Output the lines of the records from the line containing "I need help finding the light" through the line containing "7 137 246 343", both included, as a JSON list of strings with one string per line and blank lines left out.

- **DATA SUPPLIED**
* * *

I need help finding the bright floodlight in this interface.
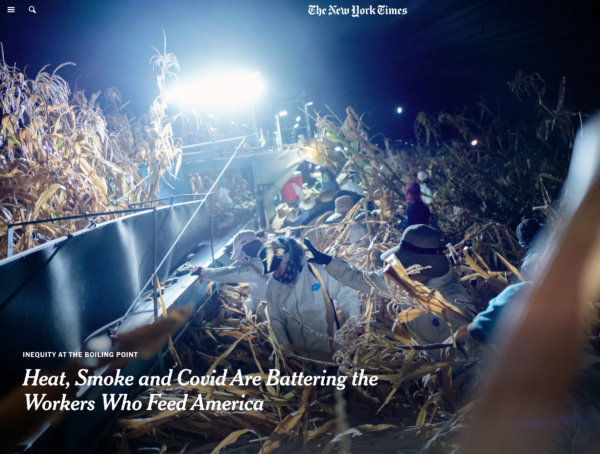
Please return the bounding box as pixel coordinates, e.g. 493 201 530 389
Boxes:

* * *

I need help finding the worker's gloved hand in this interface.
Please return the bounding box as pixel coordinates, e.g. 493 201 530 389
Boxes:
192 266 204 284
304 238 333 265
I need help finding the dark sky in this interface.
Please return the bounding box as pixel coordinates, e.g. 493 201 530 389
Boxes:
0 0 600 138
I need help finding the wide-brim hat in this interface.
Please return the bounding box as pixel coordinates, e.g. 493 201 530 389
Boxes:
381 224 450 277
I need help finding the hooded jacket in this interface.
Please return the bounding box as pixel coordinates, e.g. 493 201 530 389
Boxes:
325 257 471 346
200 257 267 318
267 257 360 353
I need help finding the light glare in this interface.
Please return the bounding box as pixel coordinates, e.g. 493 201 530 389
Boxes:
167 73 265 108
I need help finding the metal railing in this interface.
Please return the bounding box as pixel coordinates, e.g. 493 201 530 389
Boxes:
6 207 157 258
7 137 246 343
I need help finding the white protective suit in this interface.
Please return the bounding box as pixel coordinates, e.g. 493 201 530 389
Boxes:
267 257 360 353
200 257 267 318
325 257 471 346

* * *

- **RESULT**
[
  "I need help finding the light glare in this interface.",
  "Please return the bounding box as pixel coordinates, e.g. 493 201 530 389",
  "Boxes:",
  "167 73 265 108",
  "I need help finding the metal railing in this interface.",
  "Please return the bounding box as pixel coordinates, e.g. 493 201 530 389",
  "Boxes:",
  "6 207 157 258",
  "7 137 246 343"
]